-- TASK TO CARRY OUT --
Exact copies are required of the lines from the line containing "Please spot the window in" through the final line of the listing, both included, and of no other lines.
········
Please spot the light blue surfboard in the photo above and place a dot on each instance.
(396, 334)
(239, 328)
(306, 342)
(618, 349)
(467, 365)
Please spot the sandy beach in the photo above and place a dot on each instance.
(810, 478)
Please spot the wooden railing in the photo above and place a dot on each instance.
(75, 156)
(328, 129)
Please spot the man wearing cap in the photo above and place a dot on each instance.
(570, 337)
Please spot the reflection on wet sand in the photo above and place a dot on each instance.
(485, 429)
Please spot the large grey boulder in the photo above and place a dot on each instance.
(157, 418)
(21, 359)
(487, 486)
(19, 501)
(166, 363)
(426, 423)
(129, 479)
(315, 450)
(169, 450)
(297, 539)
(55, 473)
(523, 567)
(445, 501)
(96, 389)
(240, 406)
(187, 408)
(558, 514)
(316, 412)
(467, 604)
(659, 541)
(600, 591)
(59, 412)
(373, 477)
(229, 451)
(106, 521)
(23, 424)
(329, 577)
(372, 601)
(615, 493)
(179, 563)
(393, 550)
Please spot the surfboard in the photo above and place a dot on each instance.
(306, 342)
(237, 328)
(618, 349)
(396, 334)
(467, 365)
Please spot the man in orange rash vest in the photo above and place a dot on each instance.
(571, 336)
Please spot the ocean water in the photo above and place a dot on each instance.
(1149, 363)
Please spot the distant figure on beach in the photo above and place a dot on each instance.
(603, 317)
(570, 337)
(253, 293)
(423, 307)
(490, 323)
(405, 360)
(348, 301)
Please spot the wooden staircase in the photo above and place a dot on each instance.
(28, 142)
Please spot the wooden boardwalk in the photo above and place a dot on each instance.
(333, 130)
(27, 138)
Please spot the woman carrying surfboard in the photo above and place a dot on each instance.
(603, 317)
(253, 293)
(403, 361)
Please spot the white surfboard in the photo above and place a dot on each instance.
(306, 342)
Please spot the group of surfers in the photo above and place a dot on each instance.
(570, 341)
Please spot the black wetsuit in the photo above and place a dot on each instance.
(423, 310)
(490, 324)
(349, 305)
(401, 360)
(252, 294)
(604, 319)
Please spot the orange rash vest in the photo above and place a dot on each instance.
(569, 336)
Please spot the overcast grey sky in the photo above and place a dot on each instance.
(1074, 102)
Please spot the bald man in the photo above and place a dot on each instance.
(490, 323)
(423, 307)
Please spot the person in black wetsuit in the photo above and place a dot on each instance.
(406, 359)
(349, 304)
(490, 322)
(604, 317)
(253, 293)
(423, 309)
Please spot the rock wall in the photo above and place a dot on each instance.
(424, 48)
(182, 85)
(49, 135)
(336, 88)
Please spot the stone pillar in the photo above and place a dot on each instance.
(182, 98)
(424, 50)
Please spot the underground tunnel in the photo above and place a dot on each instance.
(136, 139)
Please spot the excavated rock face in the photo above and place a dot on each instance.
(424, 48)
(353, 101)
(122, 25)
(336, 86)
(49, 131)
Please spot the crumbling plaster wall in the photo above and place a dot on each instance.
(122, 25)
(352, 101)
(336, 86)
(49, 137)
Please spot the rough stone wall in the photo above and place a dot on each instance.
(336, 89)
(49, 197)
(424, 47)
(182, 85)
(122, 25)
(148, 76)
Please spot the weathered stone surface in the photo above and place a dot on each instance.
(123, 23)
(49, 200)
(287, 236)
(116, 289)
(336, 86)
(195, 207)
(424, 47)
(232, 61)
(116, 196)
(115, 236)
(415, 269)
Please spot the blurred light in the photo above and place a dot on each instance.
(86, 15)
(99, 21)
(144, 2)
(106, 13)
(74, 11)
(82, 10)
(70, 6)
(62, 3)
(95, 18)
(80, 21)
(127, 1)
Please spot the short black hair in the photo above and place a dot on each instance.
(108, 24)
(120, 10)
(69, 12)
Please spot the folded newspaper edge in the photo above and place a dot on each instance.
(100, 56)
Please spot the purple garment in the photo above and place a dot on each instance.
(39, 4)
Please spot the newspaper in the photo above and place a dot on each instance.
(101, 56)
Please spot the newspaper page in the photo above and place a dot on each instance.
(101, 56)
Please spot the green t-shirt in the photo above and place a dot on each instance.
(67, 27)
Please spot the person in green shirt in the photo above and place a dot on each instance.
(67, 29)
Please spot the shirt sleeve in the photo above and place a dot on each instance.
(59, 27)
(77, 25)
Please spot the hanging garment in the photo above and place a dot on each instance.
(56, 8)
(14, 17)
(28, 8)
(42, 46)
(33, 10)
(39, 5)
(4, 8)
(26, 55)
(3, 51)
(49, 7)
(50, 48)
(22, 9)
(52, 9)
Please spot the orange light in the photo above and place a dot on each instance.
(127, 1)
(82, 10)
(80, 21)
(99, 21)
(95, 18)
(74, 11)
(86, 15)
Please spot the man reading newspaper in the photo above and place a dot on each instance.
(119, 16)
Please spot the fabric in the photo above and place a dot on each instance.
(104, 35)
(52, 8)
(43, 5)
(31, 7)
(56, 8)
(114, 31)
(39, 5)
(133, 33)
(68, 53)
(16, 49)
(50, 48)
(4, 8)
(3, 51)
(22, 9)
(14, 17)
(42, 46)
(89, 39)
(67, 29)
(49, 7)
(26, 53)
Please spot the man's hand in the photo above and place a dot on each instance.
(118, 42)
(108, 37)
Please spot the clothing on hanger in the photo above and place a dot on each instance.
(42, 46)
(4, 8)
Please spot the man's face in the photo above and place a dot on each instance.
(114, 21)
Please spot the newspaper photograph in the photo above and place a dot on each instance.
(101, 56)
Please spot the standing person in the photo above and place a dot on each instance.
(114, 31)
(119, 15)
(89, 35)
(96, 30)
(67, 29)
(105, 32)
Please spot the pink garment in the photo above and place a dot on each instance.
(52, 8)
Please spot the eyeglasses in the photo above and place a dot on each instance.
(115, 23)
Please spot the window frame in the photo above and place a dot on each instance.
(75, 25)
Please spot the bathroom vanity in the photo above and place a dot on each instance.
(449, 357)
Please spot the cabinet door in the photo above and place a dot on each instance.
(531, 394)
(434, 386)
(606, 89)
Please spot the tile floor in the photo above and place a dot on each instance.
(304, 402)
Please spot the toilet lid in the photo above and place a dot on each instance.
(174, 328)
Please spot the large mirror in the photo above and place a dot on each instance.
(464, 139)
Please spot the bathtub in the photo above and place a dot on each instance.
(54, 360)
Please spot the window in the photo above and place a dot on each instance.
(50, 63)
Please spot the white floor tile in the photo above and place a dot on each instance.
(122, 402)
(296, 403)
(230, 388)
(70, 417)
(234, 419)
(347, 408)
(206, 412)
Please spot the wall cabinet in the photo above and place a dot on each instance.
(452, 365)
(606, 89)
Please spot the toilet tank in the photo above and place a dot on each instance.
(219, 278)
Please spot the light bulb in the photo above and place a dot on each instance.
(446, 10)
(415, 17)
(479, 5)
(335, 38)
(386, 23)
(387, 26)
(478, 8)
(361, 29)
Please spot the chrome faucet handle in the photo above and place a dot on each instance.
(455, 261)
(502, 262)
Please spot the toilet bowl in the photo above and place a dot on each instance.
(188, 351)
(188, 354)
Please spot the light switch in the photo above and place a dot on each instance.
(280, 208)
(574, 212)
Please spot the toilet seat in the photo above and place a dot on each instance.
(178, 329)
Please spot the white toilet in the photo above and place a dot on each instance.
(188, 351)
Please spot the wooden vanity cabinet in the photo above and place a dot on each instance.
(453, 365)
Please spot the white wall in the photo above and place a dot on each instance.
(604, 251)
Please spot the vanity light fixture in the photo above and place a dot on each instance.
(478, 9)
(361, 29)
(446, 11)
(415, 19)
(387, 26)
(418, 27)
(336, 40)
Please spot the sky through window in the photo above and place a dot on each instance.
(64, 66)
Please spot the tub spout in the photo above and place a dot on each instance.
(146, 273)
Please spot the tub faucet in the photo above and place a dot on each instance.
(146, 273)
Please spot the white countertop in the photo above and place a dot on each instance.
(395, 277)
········
-- EXPECTED ANSWER --
Please spot the window in the photo above and place a dot on each instance.
(50, 63)
Please spot the white floor tile in the photo above and place a dot on each instance.
(122, 402)
(296, 403)
(230, 388)
(70, 417)
(234, 419)
(347, 408)
(206, 412)
Please spot the wall cabinet in the photo above and place a dot on each instance.
(452, 365)
(606, 89)
Please spot the toilet tank in the photo above and place a dot on each instance.
(219, 278)
Please spot the light bulb in the photo above and place a dot on each instance.
(446, 10)
(415, 17)
(479, 5)
(335, 38)
(386, 23)
(387, 26)
(478, 8)
(361, 29)
Please spot the chrome faucet handle in the photo above and place a dot on each instance.
(455, 261)
(502, 262)
Please spot the toilet bowl in the photo above and place a dot on each instance.
(188, 351)
(188, 354)
Please spot the light switch in the photo above and place a dot on each instance.
(280, 208)
(574, 212)
Please spot the toilet seat in the photo above and place a dot on each instance.
(178, 329)
Please spot the white toilet in the photo above and place a dot on each instance.
(188, 351)
Please spot the wooden vanity cabinet in the photo above and place a dot on each instance.
(453, 365)
Please spot the white wall in the photo above and place a dot on each instance.
(604, 251)
Please spot the vanity light fixture in the photo above and place a dot on each instance.
(478, 9)
(361, 29)
(446, 11)
(415, 19)
(387, 26)
(418, 27)
(336, 40)
Please spot the sky through window in the photo above and place a dot on each instance.
(64, 66)
Please spot the tub spout in the photo above and place a dot on each instance.
(146, 273)
Please spot the tub faucet in the photo above and place a dot on each instance.
(146, 273)
Please spot the white countertop in the photo above and place a dot on each instance.
(395, 277)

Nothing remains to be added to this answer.